Switch every "woman's" to "person's" in the material from the line containing "Would you be able to point at the woman's eye in" down through the line containing "Would you be able to point at the white wall", and give back only those lines with nothing else changed.

(Dataset rows on where objects appear)
####################

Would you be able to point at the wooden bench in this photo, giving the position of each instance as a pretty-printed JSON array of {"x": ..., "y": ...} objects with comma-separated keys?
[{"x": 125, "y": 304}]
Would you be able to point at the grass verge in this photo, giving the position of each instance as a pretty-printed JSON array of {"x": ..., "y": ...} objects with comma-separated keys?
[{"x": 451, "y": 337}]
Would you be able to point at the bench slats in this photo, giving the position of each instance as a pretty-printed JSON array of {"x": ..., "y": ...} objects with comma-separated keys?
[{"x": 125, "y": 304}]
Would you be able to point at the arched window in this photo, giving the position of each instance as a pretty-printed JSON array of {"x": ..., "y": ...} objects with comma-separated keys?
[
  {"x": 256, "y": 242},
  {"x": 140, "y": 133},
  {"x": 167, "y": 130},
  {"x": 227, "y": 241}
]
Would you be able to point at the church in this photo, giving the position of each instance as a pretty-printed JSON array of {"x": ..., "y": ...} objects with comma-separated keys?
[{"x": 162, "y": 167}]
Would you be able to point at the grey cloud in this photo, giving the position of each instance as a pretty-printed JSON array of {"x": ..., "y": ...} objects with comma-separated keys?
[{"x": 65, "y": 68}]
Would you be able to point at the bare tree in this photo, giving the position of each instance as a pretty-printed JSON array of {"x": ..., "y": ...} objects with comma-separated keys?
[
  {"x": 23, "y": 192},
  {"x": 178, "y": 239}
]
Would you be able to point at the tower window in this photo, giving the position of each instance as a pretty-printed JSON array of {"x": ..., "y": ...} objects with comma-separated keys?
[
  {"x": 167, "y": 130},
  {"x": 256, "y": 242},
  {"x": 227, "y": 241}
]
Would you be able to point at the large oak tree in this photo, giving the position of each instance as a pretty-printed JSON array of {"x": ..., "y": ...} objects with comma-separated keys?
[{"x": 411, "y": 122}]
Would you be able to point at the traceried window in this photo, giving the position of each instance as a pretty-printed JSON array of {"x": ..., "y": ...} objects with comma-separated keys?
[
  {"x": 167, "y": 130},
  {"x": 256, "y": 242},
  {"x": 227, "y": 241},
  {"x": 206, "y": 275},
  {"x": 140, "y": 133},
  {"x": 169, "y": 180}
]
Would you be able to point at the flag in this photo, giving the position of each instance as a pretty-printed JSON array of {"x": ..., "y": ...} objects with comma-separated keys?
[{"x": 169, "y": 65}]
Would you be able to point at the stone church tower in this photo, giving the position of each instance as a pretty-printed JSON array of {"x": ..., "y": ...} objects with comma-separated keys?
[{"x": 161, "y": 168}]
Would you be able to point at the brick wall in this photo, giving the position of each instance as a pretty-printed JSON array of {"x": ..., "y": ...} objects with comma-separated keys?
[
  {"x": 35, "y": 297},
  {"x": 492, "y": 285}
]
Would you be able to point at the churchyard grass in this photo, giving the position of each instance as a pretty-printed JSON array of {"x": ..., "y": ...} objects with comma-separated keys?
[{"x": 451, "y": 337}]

####################

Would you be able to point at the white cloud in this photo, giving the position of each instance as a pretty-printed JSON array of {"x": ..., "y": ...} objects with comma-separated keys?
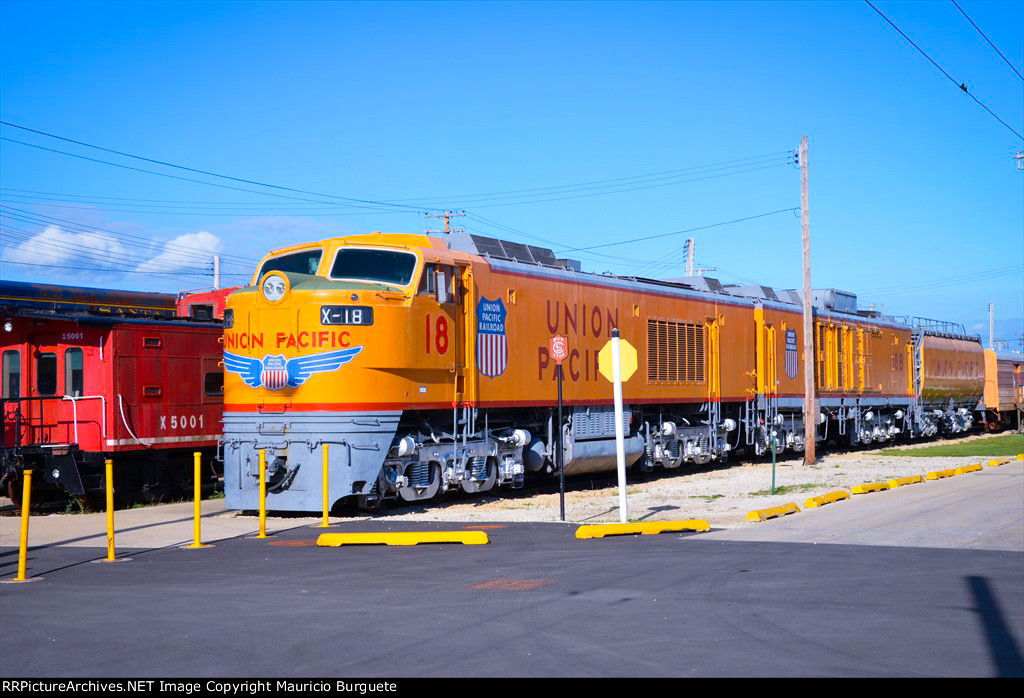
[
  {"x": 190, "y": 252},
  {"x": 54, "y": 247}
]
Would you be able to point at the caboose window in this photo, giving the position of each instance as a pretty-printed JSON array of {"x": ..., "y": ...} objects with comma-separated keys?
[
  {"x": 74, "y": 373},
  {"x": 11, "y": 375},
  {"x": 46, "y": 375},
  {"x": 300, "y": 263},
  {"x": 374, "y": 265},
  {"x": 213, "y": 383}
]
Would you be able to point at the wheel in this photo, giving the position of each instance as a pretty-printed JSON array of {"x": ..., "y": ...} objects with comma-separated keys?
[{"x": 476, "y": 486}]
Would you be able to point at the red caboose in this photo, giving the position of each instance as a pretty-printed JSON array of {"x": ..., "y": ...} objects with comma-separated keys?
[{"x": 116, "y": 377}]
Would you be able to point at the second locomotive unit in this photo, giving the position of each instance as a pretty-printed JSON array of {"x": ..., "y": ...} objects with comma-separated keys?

####################

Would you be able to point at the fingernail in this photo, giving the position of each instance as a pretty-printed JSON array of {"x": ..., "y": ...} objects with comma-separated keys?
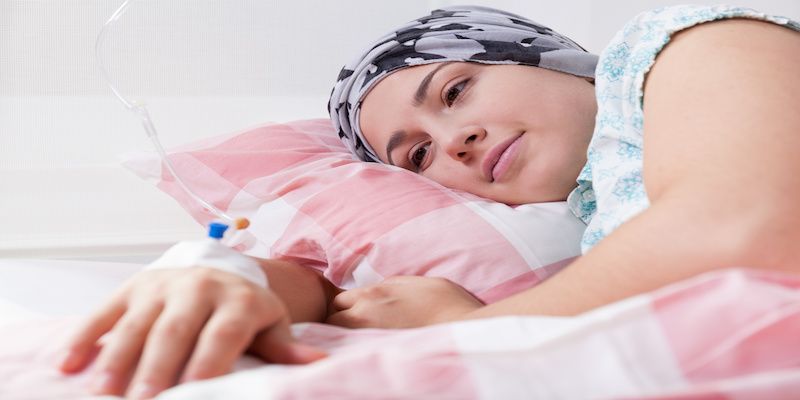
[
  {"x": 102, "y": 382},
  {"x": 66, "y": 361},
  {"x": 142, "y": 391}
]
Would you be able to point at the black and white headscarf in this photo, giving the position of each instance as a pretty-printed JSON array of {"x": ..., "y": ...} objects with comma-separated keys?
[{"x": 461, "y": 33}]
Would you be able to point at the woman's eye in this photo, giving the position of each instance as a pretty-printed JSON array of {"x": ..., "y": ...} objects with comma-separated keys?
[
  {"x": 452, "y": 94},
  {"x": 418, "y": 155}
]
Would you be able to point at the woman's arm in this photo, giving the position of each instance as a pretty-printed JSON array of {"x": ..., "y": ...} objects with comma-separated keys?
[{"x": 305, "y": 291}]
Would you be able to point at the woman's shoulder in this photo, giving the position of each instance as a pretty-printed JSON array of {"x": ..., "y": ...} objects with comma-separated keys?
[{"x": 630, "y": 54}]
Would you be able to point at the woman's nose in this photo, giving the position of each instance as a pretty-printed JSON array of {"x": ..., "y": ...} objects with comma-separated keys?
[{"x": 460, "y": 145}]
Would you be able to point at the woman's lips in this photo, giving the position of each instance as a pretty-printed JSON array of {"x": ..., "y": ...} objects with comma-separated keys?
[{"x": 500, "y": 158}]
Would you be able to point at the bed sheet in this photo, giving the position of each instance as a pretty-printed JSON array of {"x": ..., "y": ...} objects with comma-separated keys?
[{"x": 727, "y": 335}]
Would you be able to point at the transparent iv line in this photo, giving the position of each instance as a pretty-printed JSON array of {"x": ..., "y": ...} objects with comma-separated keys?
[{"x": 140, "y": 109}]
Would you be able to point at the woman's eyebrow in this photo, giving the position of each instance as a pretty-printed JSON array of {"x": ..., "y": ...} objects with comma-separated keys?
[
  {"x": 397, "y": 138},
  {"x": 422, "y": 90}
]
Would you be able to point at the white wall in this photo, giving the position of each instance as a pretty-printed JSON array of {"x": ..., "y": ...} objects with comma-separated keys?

####################

SOLUTION TO THIS TASK
Would you be able to point at the person's eye in this photo, giving the position of each instance as a pretty-printed JSON array of {"x": ..., "y": ...} objects with comma-separated keys?
[
  {"x": 452, "y": 94},
  {"x": 418, "y": 155}
]
Would you be able to point at the person's arm in this photo, giving the position of each instance as a pretty-printed JSON array of {"x": ..., "y": ...} objects with comma-separated keys?
[{"x": 305, "y": 291}]
Would you be able to point at the person's shoulder in this photo, giving the position of each instance as a pretty-printed JSON array of {"x": ..., "y": ...} objects with comma-separated keys?
[{"x": 630, "y": 54}]
Would you be able to point at the person's nose in this photo, giving the position of each instance as a pretty-printed JSON array of {"x": ..., "y": ...} objects with comma-separated keys?
[{"x": 460, "y": 145}]
Would you be able to point at the person's lips in this photo, giving the position of each instance as a pretty-printed JSON array of {"x": ..., "y": ...} objects with comma-separated keys?
[{"x": 500, "y": 158}]
Would you be able to point at the bed sheet in this photo, giving the position of each instance as a pretty-printed JSON array of {"x": ..., "y": ...} objects with comma-separated keys?
[{"x": 727, "y": 335}]
Would you be able to point at the transparent iv line in this photo, giving the position of each instance as a pretty-printed JSON array of {"x": ..., "y": ...} objects with comma-separated keys?
[{"x": 140, "y": 109}]
Would you be able to point at the person's eyebrow in this photo, giving the position of each instance as a pretty-printed JSON array of {"x": ..., "y": ...} objects with comma-separated keys?
[
  {"x": 397, "y": 138},
  {"x": 422, "y": 90}
]
Would you be able to point at the white wall in this photo, giving the position of each instance as a pretty-printed JSON array of {"x": ..., "y": ...} objects with comma-separated keys?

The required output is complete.